Required action:
Reproduce the entries below exactly, but only from the line containing "Phrase: white sneaker" to the line containing "Phrase: crowd of people", inclusive.

Input section start

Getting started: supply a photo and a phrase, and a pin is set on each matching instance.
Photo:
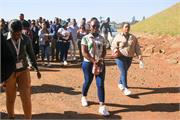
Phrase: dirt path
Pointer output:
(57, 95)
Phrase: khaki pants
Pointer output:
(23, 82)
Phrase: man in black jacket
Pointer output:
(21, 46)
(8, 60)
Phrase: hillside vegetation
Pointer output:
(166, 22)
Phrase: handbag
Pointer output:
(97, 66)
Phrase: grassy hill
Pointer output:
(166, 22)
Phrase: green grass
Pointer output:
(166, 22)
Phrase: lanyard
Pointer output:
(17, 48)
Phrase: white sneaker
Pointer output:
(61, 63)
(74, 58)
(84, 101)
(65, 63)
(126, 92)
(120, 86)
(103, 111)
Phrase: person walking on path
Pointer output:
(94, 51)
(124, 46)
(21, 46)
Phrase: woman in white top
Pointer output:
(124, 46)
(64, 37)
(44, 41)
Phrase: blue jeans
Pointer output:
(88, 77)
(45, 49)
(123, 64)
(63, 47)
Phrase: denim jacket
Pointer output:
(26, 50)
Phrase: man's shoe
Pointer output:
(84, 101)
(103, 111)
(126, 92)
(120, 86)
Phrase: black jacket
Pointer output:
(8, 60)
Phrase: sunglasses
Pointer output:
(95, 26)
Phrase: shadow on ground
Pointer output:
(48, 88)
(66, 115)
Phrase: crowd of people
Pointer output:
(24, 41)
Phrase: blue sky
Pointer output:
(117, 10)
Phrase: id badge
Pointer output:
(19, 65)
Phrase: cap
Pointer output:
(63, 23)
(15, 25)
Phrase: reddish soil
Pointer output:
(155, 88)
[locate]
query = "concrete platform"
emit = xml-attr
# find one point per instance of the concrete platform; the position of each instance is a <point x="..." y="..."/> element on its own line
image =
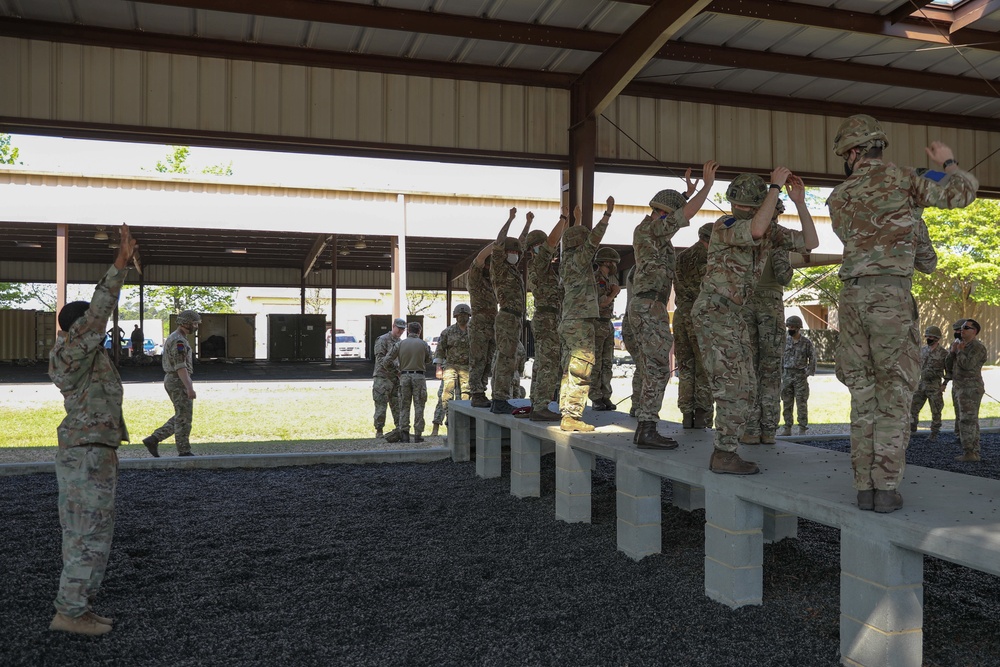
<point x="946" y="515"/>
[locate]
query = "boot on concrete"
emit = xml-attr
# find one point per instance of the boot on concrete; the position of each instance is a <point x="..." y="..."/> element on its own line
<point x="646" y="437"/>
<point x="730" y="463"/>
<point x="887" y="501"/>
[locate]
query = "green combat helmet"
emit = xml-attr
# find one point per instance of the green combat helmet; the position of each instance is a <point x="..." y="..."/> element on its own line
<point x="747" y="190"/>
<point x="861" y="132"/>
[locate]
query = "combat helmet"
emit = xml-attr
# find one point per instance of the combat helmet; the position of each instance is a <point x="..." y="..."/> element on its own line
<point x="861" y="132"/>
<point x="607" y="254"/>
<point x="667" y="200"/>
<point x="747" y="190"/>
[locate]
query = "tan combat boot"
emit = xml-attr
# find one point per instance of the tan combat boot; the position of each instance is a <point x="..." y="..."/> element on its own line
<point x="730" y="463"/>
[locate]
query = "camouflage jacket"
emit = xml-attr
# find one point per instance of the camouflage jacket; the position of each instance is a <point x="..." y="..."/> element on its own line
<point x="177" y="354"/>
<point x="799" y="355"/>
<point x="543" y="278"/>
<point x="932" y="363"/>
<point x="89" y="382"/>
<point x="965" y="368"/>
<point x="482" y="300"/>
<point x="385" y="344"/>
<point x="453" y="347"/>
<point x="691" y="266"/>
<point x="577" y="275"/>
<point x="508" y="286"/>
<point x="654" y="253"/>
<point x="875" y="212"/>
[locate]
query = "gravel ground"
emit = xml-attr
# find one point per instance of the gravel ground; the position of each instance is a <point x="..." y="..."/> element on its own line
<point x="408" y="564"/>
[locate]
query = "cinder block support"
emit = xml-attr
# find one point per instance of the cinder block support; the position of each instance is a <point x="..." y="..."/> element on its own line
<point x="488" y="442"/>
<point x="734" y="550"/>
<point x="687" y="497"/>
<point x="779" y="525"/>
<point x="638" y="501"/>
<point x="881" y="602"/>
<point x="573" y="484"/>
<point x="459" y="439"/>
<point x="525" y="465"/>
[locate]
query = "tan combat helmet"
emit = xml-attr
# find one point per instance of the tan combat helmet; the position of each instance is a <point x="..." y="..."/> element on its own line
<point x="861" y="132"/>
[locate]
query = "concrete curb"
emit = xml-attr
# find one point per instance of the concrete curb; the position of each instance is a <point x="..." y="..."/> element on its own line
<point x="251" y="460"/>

Input section end
Input section start

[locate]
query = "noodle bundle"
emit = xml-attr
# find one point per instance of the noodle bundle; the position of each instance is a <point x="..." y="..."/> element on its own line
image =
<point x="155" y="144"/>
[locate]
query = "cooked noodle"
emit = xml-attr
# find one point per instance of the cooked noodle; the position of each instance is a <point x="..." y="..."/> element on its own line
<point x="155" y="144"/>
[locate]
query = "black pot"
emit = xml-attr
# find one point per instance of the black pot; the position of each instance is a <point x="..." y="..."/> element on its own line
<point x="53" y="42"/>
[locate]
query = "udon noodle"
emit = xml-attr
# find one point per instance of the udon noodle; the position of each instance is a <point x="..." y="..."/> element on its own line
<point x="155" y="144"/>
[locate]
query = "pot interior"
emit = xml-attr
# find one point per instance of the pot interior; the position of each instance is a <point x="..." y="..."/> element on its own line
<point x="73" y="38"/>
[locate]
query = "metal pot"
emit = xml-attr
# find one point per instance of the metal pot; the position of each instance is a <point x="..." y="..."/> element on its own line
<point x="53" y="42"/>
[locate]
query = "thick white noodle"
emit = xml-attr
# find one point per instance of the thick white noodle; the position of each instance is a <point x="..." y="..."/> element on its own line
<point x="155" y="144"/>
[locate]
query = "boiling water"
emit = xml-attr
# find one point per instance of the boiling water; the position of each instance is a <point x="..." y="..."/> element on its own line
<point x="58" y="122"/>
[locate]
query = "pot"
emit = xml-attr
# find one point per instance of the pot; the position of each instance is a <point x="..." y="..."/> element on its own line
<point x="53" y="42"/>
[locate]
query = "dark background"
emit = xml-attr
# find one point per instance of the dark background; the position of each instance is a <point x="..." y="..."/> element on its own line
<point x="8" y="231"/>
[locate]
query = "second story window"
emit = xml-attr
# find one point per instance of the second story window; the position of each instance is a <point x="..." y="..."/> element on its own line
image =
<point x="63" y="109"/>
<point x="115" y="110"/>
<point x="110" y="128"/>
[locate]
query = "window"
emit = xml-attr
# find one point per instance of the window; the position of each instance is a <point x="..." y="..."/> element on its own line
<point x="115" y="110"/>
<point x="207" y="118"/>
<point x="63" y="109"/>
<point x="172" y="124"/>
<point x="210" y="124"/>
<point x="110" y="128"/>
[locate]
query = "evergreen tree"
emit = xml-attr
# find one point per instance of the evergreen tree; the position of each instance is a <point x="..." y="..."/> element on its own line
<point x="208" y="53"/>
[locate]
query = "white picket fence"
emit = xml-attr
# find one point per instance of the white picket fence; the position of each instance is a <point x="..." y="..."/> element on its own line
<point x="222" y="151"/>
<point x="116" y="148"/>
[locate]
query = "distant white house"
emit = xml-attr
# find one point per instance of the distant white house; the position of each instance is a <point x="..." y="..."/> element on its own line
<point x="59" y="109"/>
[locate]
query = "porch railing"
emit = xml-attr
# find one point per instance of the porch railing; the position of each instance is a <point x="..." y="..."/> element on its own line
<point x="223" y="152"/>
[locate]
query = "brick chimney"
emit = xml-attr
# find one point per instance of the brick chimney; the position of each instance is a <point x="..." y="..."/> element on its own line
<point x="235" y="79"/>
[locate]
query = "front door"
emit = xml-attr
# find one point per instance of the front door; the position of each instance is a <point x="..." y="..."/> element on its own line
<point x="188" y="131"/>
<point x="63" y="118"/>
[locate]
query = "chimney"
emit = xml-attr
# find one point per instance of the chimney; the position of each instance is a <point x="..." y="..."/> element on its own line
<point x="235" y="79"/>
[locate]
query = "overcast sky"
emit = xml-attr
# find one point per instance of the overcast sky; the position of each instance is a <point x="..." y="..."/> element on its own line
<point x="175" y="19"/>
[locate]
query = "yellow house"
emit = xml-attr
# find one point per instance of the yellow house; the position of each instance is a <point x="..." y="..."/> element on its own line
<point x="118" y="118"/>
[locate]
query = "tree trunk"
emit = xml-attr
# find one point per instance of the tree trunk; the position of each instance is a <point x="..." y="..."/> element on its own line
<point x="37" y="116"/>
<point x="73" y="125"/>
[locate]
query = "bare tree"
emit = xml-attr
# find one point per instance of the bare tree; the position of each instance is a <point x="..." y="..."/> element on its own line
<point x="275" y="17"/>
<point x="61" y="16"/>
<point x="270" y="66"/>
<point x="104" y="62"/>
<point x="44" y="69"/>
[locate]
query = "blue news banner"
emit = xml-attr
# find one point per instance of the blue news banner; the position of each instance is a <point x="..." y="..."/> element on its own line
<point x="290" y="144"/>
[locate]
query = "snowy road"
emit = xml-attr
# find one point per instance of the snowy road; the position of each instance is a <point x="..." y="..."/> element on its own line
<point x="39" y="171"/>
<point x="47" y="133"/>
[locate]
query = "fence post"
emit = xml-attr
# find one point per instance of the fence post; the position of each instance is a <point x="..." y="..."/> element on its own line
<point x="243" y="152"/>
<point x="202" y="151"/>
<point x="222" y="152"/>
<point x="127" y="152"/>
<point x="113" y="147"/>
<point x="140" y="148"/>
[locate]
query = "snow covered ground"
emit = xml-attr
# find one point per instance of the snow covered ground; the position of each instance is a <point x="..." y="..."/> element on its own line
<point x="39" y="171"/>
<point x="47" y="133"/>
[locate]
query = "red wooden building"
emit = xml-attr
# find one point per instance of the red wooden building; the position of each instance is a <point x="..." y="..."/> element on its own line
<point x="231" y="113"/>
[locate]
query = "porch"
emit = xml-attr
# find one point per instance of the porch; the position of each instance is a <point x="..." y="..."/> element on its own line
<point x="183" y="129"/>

Input section end
Input section start

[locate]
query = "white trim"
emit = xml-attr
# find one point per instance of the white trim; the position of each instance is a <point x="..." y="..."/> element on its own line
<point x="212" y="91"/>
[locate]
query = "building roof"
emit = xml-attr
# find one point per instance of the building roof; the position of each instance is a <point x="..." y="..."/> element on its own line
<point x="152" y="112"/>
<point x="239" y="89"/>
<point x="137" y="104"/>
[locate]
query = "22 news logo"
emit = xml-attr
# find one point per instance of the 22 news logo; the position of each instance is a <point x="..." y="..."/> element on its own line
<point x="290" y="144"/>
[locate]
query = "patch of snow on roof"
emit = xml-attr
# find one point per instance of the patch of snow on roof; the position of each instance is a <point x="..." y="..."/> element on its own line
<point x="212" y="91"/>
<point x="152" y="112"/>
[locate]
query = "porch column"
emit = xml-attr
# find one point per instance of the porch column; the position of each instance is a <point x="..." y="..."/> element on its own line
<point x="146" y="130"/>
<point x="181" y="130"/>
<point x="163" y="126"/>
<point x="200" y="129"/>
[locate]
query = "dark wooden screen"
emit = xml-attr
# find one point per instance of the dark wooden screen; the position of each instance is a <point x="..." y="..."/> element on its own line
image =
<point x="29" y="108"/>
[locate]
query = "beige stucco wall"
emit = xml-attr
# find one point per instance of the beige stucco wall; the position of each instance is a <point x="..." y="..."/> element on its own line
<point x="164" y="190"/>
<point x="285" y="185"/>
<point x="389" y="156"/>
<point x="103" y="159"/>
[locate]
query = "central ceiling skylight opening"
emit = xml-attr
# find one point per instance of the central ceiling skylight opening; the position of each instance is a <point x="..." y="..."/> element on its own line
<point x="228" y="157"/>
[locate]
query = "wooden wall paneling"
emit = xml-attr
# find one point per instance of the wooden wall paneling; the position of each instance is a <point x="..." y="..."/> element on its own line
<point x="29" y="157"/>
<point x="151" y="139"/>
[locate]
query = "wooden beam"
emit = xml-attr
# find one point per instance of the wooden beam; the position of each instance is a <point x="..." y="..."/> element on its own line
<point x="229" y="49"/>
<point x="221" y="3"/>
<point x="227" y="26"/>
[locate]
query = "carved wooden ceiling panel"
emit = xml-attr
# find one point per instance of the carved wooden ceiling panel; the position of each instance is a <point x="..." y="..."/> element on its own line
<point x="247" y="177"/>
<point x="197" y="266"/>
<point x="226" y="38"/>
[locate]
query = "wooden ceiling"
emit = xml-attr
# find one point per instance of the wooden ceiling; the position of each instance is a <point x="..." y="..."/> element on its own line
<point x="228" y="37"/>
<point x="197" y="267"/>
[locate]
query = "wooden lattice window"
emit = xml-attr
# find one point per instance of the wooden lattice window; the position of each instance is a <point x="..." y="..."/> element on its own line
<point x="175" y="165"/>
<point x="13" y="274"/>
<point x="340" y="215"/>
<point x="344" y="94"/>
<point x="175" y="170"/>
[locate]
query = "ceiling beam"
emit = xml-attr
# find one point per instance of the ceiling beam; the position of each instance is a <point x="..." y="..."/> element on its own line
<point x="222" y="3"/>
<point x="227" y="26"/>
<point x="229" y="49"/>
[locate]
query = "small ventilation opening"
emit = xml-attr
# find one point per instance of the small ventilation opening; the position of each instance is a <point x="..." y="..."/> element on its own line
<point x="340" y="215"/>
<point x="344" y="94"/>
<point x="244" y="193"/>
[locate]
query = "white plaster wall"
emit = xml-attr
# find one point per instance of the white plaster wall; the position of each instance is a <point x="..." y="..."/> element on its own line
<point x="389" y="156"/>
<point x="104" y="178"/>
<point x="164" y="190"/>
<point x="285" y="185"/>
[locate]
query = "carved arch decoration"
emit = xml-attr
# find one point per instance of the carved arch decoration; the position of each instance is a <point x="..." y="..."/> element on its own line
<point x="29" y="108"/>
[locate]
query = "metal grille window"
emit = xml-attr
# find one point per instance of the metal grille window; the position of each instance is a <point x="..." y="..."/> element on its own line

Input section end

Exercise output:
Phrase: white sneaker
Pointer output:
(61, 63)
(74, 58)
(84, 101)
(65, 63)
(126, 92)
(120, 86)
(103, 111)
Phrase: person walking on path
Pointer output:
(94, 51)
(124, 46)
(21, 46)
Phrase: woman in white top
Pointer output:
(124, 46)
(64, 37)
(44, 41)
Phrase: blue jeans
Pointer output:
(88, 77)
(45, 49)
(123, 64)
(63, 47)
Phrase: denim jacket
Pointer output:
(26, 50)
Phrase: man's shoe
Pointer output:
(84, 101)
(103, 111)
(126, 92)
(120, 86)
Phrase: black jacket
Pointer output:
(8, 60)
Phrase: sunglasses
Pointer output:
(95, 26)
Phrase: shadow on ground
Pointer output:
(48, 88)
(66, 115)
Phrase: crowd of people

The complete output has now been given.